● DOCUMENTFRAGMENT
═══

Home

Rechtbank 's-Hertogenbosch, 12-10-2010, BN9961, 01/820114-10

Rechtbank 's-Hertogenbosch, 12-10-2010, BN9961, 01/820114-10

Inhoudsindicatie

Verdachte is als bestuurder van een personenauto op een kruising linksaf geslagen en een voorrangsweg op gereden. Daarbij is een aanrijding ontstaan met een tegemoetkomende personenauto die zich al op die voorrangsweg bevond. Tengevolge van het ongeval is een inzittende in de auto van verdachte overleden en heeft een andere inzittende zwaar lichamelijk letsel opgelopen. Verdachte wordt zowel van het primair ten laste gelegde [art. 6 van de WvW] als het subsidiair ten laste gelegde [art. 5 WvW] vrijgesproken omdat verdachte tijdens zijn manoeuvre elke redelijkerwijs van hem te vergen handeling heeft verricht, waarbij de rechtbank het rijgedrag van de tegemoetkomende auto waarmee verdachte in aanrijding is gekomen [kort voor de kruising accelereren en met hoge snelheid een ander voertuig inhalen alvorens de kruising op te rijden], nadrukkelijk meeweegt.

═══

[Rijen uit een dataset voor het labelen van kaders]
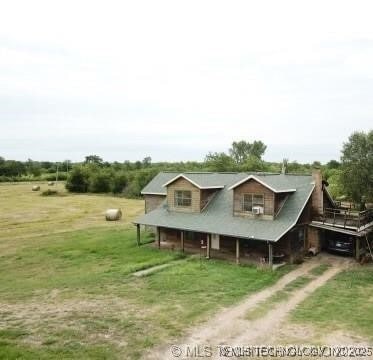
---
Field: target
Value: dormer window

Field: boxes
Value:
[175,190,192,207]
[242,194,264,212]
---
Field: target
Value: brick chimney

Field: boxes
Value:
[312,169,324,215]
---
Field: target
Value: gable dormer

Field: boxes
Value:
[230,175,296,220]
[163,174,224,212]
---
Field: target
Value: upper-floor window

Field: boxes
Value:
[242,194,264,212]
[175,190,192,207]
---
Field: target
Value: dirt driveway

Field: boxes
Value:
[147,254,370,360]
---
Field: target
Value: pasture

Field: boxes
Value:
[0,184,288,359]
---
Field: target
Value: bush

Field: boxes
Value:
[66,166,89,193]
[112,172,128,194]
[88,170,112,193]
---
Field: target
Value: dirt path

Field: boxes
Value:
[148,256,351,359]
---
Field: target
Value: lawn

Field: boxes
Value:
[0,183,144,248]
[0,185,287,359]
[291,265,373,341]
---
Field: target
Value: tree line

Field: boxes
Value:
[0,130,373,204]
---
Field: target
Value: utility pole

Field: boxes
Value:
[56,163,58,187]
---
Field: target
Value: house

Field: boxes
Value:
[134,170,370,266]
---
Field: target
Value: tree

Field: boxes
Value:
[88,169,112,193]
[250,140,267,159]
[229,140,267,165]
[84,155,104,165]
[205,152,236,171]
[66,166,89,193]
[142,156,152,167]
[340,130,373,207]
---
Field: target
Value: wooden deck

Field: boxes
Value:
[312,208,373,232]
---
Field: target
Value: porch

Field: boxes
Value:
[312,207,373,232]
[135,227,289,267]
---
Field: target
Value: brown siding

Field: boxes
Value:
[233,179,274,219]
[167,178,201,212]
[297,199,312,224]
[312,169,324,215]
[274,193,289,215]
[144,195,166,214]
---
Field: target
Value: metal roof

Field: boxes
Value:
[135,173,314,241]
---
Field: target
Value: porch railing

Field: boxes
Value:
[315,208,373,230]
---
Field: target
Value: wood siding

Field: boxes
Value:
[144,195,166,214]
[167,178,201,212]
[233,179,275,219]
[274,193,289,216]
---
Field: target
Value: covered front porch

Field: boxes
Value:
[138,225,289,267]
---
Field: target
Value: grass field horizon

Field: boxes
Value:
[0,184,288,359]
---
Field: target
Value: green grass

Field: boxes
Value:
[0,229,181,301]
[309,264,330,276]
[246,264,330,320]
[246,276,313,320]
[0,228,290,359]
[291,266,373,340]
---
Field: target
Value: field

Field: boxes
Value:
[0,184,288,359]
[291,266,373,343]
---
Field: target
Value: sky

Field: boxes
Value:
[0,0,373,162]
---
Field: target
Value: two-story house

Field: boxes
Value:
[135,170,370,265]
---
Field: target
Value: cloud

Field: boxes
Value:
[0,0,373,161]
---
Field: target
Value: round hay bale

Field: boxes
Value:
[105,209,122,221]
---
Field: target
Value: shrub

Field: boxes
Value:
[88,170,112,193]
[113,172,128,194]
[66,166,89,193]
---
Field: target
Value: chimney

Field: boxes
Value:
[312,169,324,215]
[281,159,288,175]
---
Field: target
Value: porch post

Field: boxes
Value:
[180,230,185,252]
[157,226,161,249]
[355,236,360,261]
[206,234,211,259]
[268,242,273,269]
[136,224,141,246]
[236,238,240,265]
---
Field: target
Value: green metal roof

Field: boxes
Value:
[135,173,314,241]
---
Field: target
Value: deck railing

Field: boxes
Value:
[315,208,373,230]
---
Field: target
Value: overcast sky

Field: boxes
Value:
[0,0,373,162]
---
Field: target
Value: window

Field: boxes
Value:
[242,194,264,212]
[242,194,253,211]
[253,195,264,207]
[175,190,192,207]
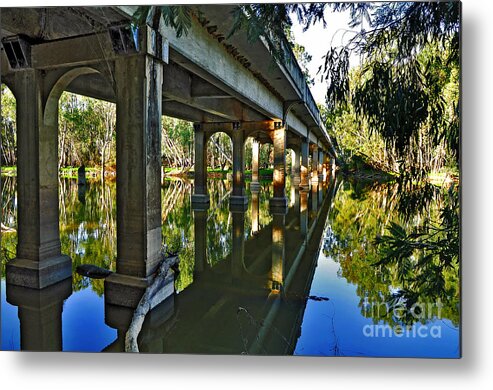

═══

● OPDRACHTEN
**a.** Beantwoord de volgende vragen aan de hand van de inhoudsindicatie van de rechtbank:
(i) Welke rechtbank deed de uitspraak, en op welke datum?
(ii) Wat overkwam de twee genoemde inzittenden in de auto van verdachte door het ongeval?
(iii) Welke artikelen van de WvW stonden primair en subsidiair ten laste gelegd?
**b.** Geef het stuk van de inhoudsindicatie van de rechtbank letterlijk terug, beginnend bij "Verdachte is als" en eindigend bij "rijden], nadrukkelijk meeweegt.".

● UITWERKINGEN
**a.**
(i) De Rechtbank 's-Hertogenbosch, op 12-10-2010.
(ii) De ene inzittende is overleden, de andere heeft zwaar lichamelijk letsel opgelopen.
(iii) Primair artikel 6 van de WvW, subsidiair artikel 5 WvW.

**b.**
Verdachte is als bestuurder van een personenauto op een kruising linksaf geslagen en een voorrangsweg op gereden. Daarbij is een aanrijding ontstaan met een tegemoetkomende personenauto die zich al op die voorrangsweg bevond. Tengevolge van het ongeval is een inzittende in de auto van verdachte overleden en heeft een andere inzittende zwaar lichamelijk letsel opgelopen. Verdachte wordt zowel van het primair ten laste gelegde [art. 6 van de WvW] als het subsidiair ten laste gelegde [art. 5 WvW] vrijgesproken omdat verdachte tijdens zijn manoeuvre elke redelijkerwijs van hem te vergen handeling heeft verricht, waarbij de rechtbank het rijgedrag van de tegemoetkomende auto waarmee verdachte in aanrijding is gekomen [kort voor de kruising accelereren en met hoge snelheid een ander voertuig inhalen alvorens de kruising op te rijden], nadrukkelijk meeweegt.